* **TEXT BLOCK**
# Kenwood XR600-6DSP



## Lanson (Jan 9, 2007)

Anybody picked up anything on this? 
Kenwood eXcelon 6-Channel Power Amplifier - XR600-6DSP

What I am catching is it has 10 channels of DSP, 6 channels of POWA, and can bridge. The DSP is 32bit 192kHz (!!) and connects with Maestro (AR?) units, at least that's the vapor-ware plan. 

First off, holy **** that's some serious DSP processing power if 32/192 is reality. The 13 band graphic and additional parametric sounds good enough, if not a little simple, maybe for the average DIY'er just going by ear. But I like the bluetooth connection to an app on a portable device, that makes a lot more sense to me than something like the "director" or MS-8's screen. We all have smartphones and tablets, so it makes sense to me. Hell the 3sixty.2 (remember?) had bluetooth connection with an app to run the software. Buggy as ****, but at least it had it.

I was a huge fan of the X4R and it made ridiculous clean power, but the DSP was very simple. Back in the day I was grateful a thing like that even existed though.

This new thing seems to be potentially a giant-killer. I guess we'll learn more soon enough, but naturally I'm curious. ~$600 retail too.


----------



## MrGreen83 (Jun 11, 2015)

Sub'd


Sent from my iPhone using Tapatalk


----------



## USS Enterprise (May 26, 2007)

Wow. Looks like a killer amp.


----------



## Huckleberry Sound (Jan 17, 2009)

WOW!!! Looks very very nice!!!

Put it with the Kenwood Xr1000-1 for less than $500.00!

This is right on point


----------



## capea4 (Sep 2, 2010)

Looking at the specs, crossover says hp or LP for each channel? Also only shows 0-180 phase adjustments

Also looks like graphic is stereo only but parametric is 10 channel


----------



## THEDUKE (Aug 25, 2008)

Just an FYI for you guys, this is not a stand alone amp. This amp will only work in a factory OEM system using an aftermarket interface made by Maestro. The interface will be the AR module. It will not work in any other applications. The module lets the amp interface into the factory OEM system and that is how it gets its signal and does the DSP for the factory speakers.

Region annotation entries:
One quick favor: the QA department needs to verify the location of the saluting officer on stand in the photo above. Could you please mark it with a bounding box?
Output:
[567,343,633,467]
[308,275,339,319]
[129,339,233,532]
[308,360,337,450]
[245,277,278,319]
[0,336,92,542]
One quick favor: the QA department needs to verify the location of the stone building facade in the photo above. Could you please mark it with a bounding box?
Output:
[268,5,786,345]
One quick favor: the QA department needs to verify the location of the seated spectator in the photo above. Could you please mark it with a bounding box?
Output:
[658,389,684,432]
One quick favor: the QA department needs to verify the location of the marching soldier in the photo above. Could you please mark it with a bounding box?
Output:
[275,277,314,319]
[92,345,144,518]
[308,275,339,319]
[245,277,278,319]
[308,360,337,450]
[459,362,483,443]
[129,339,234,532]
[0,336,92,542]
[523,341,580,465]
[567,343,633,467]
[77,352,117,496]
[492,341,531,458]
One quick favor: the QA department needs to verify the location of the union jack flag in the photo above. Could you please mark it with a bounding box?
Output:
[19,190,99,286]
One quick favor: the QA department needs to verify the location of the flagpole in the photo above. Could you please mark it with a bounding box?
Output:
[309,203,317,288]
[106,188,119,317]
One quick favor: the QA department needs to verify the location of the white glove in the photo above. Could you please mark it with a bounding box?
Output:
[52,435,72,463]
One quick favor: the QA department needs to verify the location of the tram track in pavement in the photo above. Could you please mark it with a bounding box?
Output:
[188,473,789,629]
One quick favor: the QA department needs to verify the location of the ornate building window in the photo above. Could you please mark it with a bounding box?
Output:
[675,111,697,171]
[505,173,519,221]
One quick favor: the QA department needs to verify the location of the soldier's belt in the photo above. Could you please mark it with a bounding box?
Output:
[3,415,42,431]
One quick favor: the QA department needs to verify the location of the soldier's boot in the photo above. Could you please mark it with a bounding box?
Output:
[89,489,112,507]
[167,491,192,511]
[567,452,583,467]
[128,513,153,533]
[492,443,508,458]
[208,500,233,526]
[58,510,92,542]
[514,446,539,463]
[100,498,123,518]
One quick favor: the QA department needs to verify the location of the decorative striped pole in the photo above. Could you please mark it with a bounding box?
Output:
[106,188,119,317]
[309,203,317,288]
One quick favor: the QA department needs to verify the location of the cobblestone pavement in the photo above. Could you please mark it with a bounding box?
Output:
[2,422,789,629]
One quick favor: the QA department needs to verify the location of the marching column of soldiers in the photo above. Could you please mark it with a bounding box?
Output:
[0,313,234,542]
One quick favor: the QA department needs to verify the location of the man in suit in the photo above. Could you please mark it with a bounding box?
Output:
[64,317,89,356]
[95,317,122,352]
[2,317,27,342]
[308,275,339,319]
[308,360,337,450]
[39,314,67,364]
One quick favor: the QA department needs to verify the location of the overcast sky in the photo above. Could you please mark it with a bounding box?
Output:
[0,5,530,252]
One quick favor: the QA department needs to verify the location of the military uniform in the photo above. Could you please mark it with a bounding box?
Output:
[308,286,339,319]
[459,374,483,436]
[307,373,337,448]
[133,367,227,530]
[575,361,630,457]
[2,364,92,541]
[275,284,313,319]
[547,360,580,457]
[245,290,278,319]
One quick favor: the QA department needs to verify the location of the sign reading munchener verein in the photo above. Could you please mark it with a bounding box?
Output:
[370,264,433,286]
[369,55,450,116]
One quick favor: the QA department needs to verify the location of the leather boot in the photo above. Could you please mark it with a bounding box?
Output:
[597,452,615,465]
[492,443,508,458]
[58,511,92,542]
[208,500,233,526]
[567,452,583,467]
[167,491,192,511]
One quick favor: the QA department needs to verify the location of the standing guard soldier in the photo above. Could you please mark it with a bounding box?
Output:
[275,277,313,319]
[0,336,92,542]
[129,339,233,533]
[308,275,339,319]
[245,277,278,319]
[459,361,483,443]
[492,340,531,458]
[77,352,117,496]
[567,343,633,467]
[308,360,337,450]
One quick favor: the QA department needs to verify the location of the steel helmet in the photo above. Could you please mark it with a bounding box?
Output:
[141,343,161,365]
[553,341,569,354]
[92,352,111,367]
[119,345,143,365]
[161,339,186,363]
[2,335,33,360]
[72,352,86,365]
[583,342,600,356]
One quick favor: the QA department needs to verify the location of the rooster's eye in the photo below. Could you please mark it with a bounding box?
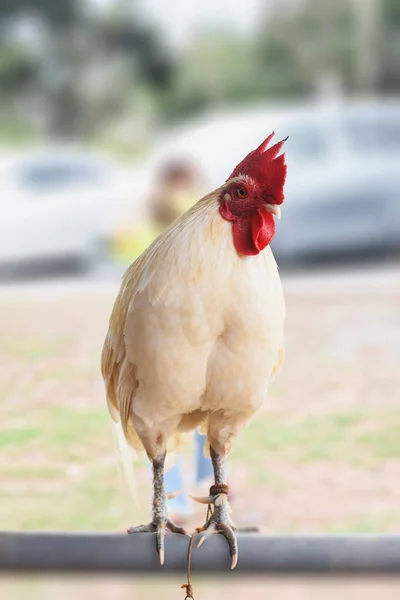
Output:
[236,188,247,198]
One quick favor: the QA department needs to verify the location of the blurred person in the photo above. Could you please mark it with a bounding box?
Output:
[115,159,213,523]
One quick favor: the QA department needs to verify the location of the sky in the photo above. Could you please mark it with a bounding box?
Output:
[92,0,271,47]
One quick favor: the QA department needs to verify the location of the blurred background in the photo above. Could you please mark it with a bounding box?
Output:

* **EXERCISE REQUIREMENTS**
a) From the Kenwood XR600-6DSP thread, reproduce the passage starting with "Anybody picked up" and going on through "least it had it.".
b) Answer these questions from the Kenwood XR600-6DSP thread:
(i) What bit depth and sample rate does the opening post give for the DSP?
(ii) What range of phase adjustment do the specs show, according to the post by capea4?
(iii) Which company makes the aftermarket interface the amp needs in order to work?

* **ANSWER SET**
a)
Anybody picked up anything on this? 
Kenwood eXcelon 6-Channel Power Amplifier - XR600-6DSP

What I am catching is it has 10 channels of DSP, 6 channels of POWA, and can bridge. The DSP is 32bit 192kHz (!!) and connects with Maestro (AR?) units, at least that's the vapor-ware plan. 

First off, holy **** that's some serious DSP processing power if 32/192 is reality. The 13 band graphic and additional parametric sounds good enough, if not a little simple, maybe for the average DIY'er just going by ear. But I like the bluetooth connection to an app on a portable device, that makes a lot more sense to me than something like the "director" or MS-8's screen. We all have smartphones and tablets, so it makes sense to me. Hell the 3sixty.2 (remember?) had bluetooth connection with an app to run the software. Buggy as ****, but at least it had it.

b)
(i) 32-bit, 192 kHz
(ii) 0–180
(iii) Maestro